## Work to complete
Retype, word for word, every line of the records below starting at the one that contains "Target: woman's eyebrow" and ending at the one that contains "Find the dark hair"; include both of those lines and nothing more.

### Raw data

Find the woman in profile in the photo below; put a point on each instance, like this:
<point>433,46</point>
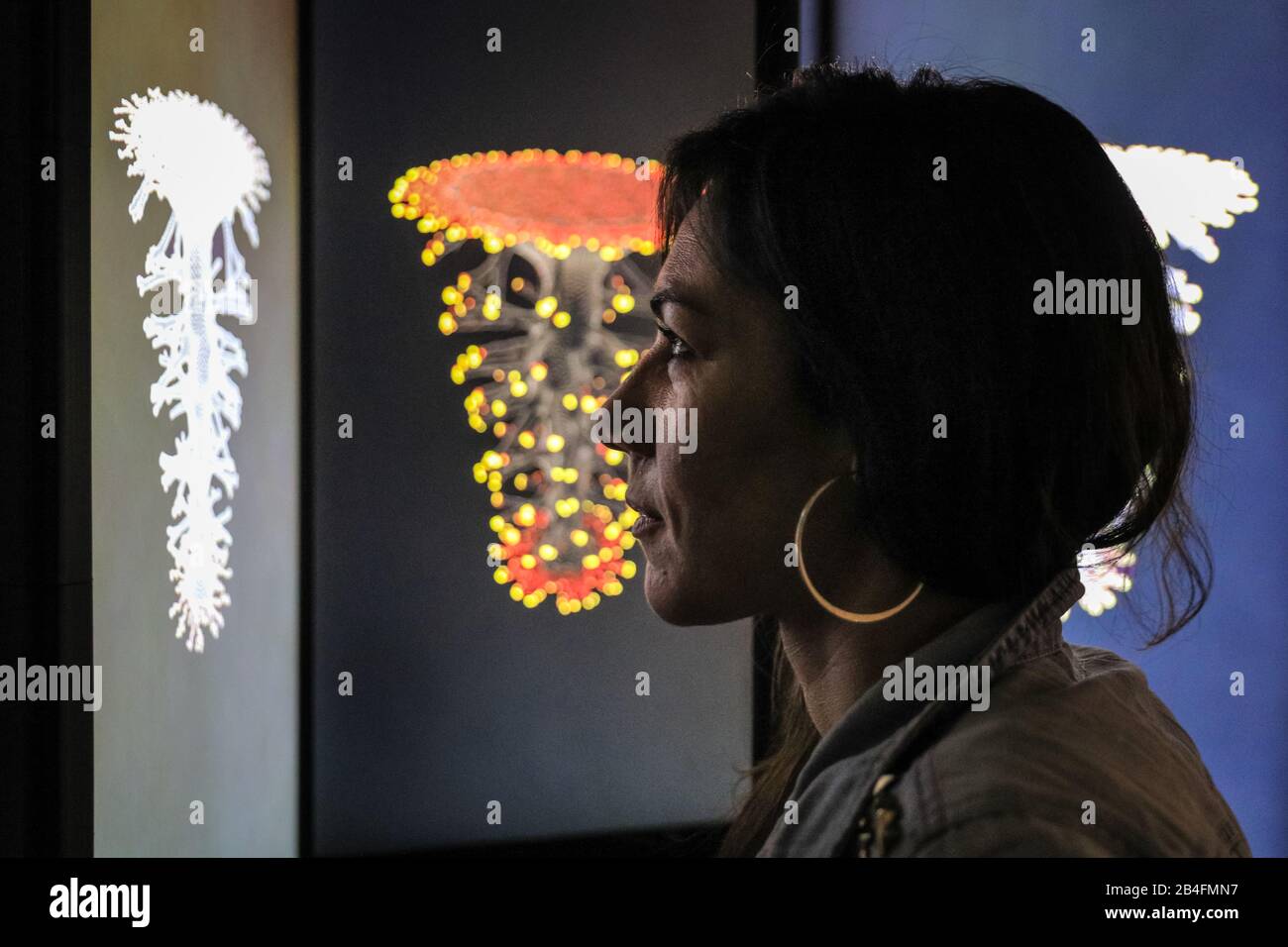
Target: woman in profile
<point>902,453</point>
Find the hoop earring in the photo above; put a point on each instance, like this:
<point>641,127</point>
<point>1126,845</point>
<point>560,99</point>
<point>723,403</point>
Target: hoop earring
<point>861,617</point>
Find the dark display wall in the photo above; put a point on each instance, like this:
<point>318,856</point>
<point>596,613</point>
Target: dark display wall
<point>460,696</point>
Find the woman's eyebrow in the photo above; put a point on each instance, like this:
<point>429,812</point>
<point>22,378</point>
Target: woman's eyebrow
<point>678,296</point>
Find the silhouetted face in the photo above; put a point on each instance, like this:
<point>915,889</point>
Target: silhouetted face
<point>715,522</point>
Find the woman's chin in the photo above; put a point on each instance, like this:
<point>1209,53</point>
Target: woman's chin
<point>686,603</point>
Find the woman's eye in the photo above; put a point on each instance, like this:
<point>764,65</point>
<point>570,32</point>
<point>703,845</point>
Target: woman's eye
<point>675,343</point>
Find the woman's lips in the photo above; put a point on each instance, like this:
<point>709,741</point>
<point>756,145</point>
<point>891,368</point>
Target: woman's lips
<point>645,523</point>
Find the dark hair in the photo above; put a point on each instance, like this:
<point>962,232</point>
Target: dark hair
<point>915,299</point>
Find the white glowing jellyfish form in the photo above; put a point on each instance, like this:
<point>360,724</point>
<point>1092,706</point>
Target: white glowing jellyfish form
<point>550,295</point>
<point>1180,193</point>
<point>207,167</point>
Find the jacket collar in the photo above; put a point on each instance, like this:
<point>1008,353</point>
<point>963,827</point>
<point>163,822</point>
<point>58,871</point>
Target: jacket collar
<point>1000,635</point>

######
### Raw data

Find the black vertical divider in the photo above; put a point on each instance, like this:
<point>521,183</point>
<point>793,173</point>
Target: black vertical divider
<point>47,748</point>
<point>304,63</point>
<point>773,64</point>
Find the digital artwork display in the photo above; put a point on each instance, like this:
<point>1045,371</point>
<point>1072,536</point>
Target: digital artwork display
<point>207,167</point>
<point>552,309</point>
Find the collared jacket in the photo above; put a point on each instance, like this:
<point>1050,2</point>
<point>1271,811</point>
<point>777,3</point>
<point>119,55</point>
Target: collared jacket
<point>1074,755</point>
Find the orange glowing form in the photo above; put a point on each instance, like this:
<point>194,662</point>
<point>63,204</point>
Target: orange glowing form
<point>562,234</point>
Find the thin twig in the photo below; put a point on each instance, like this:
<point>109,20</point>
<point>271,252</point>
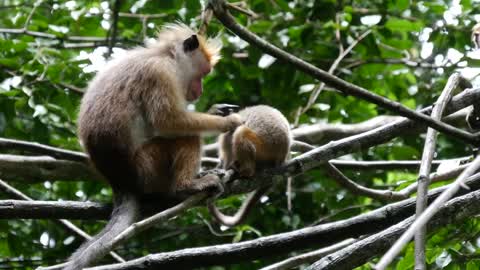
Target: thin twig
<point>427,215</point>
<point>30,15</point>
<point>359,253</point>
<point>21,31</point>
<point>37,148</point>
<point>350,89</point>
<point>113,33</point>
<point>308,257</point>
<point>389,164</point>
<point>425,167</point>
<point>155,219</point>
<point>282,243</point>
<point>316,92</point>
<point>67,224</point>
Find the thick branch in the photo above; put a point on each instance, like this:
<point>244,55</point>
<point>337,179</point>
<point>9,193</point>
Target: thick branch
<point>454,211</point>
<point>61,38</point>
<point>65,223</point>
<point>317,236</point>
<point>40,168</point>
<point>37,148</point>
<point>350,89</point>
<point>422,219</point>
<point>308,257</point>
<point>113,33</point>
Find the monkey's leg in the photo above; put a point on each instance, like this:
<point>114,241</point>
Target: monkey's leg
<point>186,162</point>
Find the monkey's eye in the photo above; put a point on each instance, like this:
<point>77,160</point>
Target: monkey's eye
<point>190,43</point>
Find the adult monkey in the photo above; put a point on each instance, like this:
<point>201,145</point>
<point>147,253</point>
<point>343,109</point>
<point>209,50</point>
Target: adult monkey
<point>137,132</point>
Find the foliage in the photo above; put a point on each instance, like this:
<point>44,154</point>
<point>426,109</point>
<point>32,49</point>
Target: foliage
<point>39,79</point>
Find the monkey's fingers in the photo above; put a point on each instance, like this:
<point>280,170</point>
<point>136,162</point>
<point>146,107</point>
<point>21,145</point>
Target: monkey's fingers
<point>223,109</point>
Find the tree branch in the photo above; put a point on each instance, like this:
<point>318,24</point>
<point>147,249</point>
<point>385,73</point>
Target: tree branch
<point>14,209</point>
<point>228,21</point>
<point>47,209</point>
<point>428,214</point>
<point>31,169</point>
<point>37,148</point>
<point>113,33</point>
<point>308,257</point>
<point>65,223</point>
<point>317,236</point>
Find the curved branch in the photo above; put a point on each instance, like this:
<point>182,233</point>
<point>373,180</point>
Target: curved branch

######

## Answer
Target: woman's eyebrow
<point>678,296</point>
Find the silhouetted face in the photo above; put a point on each instance, like this:
<point>915,889</point>
Target: silhouetted face
<point>715,522</point>
Find the woman's chin in the photo above; put a point on each instance, like this:
<point>1209,53</point>
Target: woman's chin
<point>686,603</point>
Find the woman's eye in the photo above; put a point on each instance, like this:
<point>764,65</point>
<point>570,32</point>
<point>703,845</point>
Target: woman's eye
<point>675,343</point>
Find the woman's lips in the photo above; put a point on each instance, like this:
<point>709,741</point>
<point>756,145</point>
<point>891,368</point>
Target: woman's lips
<point>645,523</point>
Find the dark hair in the photo above; put a point on each instance, like this:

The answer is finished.